PASSAGE TO READ:
──────────────────────────────
FAQ
Is there a Filter to get a limited number of random collection docs from the
index which DO NOT contain a specific term ?

i.e. term="pizza"

I want to run the query against 10 random documents of the collection that
do not contain the term "pizza".

thanks

Search Discussions

  • Patrick Diviacco at Mar 29, 2011 at 7:00 pm
    Ok I've solved the first part of the problem. I'm now selecting all
    documents that do not contain a given term with a BooleanFilter
    and FilterClause, MUST NOT.

    I still have to understand how to retrieve random documents and limit the
    number of retrieved docs to N.

    thanks
    On 29 March 2011 20:40, Patrick Diviacco wrote:

    Is there a Filter to get a limited number of random collection docs from
    the index which DO NOT contain a specific term ?

    i.e. term="pizza"

    I want to run the query against 10 random documents of the collection that
    do not contain the term "pizza".

    thanks
  • Ian Lea at Mar 29, 2011 at 7:49 pm
    Here are a couple of ideas.

    Plan A.

    Think of a number, say 10, retrieve n * 10 docids in your search and
    then loop round java.util.Random.nextInt(n * 10) until you've got
    enough.

    Plan B.

    Reverse your MUST NOT search to get a list of docids that you don't
    want, then loop round Random.nextInt(indexreader.numDocs()), selecting
    those that are not deleted (!indexreader.isDeleted(docid)) and are not
    in your exclusion list.
──────────────────────────────
REQUESTS:
a. List every date-and-time stamp that appears in the forum thread about picking random documents.
b. Pick up the forum thread about picking random documents right after its last sentence, and keep writing in the same voice.

(Some records)
──────────────────────────────
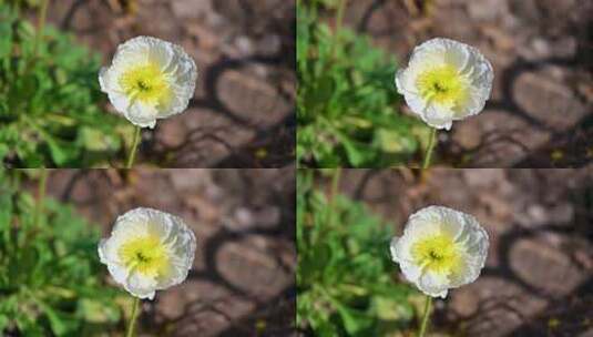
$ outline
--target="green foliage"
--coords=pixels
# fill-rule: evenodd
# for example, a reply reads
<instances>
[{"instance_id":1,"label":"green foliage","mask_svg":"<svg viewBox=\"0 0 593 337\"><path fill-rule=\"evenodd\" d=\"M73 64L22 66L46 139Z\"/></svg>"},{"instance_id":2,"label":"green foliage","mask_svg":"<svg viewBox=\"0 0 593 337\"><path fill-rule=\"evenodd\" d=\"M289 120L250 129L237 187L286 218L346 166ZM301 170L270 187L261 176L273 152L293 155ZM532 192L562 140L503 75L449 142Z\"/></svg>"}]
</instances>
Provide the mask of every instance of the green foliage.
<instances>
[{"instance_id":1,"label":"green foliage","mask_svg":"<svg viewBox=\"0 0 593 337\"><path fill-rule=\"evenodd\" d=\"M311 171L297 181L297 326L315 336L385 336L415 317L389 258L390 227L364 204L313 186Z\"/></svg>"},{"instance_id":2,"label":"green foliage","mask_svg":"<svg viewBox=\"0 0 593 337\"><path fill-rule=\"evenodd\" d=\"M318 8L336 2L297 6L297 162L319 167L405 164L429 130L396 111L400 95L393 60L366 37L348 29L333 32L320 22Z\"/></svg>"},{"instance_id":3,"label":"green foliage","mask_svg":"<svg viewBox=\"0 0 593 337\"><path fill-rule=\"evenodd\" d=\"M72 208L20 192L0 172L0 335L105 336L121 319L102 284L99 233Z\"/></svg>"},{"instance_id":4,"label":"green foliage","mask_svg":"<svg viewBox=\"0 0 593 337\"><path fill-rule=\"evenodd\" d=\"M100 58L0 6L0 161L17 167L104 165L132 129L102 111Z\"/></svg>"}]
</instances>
──────────────────────────────
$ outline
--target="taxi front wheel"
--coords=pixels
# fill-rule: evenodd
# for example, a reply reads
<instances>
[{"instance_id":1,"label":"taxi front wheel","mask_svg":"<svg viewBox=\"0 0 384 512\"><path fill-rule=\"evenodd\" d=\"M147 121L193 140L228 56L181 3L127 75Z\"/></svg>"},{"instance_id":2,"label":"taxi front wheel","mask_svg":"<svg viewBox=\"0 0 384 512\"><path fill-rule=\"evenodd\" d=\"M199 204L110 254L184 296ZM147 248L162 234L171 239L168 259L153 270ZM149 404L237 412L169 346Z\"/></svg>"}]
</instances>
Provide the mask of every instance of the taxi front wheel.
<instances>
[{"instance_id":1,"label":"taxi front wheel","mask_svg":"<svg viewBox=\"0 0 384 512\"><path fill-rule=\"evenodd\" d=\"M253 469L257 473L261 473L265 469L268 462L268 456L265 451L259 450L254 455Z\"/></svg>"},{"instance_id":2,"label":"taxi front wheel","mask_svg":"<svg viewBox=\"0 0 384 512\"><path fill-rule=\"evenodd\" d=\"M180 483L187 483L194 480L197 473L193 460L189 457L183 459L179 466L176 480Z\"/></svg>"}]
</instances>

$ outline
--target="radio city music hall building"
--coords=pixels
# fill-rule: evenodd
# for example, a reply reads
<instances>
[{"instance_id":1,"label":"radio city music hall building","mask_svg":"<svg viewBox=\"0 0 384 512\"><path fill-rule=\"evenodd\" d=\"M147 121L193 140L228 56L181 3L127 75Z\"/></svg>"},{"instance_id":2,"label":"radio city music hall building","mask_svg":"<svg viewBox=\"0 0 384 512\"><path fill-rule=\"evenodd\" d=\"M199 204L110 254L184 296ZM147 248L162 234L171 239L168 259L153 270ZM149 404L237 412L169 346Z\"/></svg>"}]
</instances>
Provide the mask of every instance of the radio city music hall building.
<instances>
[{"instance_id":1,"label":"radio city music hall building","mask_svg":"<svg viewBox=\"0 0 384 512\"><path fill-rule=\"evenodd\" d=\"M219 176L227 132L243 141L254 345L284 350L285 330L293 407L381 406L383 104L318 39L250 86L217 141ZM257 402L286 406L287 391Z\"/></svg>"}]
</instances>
──────────────────────────────
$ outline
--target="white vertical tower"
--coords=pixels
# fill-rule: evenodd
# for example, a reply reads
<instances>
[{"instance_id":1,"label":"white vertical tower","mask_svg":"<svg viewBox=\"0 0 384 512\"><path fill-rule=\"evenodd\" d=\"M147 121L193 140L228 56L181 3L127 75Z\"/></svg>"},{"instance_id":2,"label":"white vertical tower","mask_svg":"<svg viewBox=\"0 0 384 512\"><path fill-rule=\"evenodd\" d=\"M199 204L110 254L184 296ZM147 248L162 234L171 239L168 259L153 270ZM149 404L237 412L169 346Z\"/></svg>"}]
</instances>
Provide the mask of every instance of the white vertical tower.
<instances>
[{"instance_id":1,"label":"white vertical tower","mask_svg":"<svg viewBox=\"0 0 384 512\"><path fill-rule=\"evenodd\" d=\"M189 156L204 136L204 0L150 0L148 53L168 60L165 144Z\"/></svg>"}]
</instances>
──────────────────────────────
IN RESPONSE:
a.
Mar 29, 2011 at 7:00 pm
29 March 2011 20:40
Mar 29, 2011 at 7:49 pm

b.
    I'm sure there are other ways, probably better.


    --
    Ian.


    On Tue, Mar 29, 2011 at 8:00 PM, Patrick Diviacco
    wrote:
    Ok I've solved the first part of the problem. I'm now selecting all
    documents that do not contain a given term with a BooleanFilter
    and FilterClause, MUST NOT.

    I still have to understand how to retrieve random documents and limit the
    number of retrieved docs to N.

    thanks
    On 29 March 2011 20:40, Patrick Diviacco wrote:

    Is there a Filter to get a limited number of random collection docs from
    the index which DO NOT contain a specific term ?

    i.e. term="pizza"

    I want to run the query against 10 random documents of the collection that
    do not contain the term "pizza".

    thanks
    ---------------------------------------------------------------------
    To unsubscribe, e-mail: java-user-unsubscribe@lucene.apache.org
    For additional commands, e-mail: java-user-help@lucene.apache.org
  • Patrick Diviacco at Mar 29, 2011 at 7:56 pm
    Plan A sounds better because I don't want to consider the entire collection
    and then remove results from it.

    However, the same code has to work with 2 different collections. The first
    one has 30.000 docs the other one 90.000.

    How can I get the total amount of docs from a collection ?
    thanks



    On 29 March 2011 21:48, Ian Lea wrote:

    Here are a couple of ideas.

    Plan A.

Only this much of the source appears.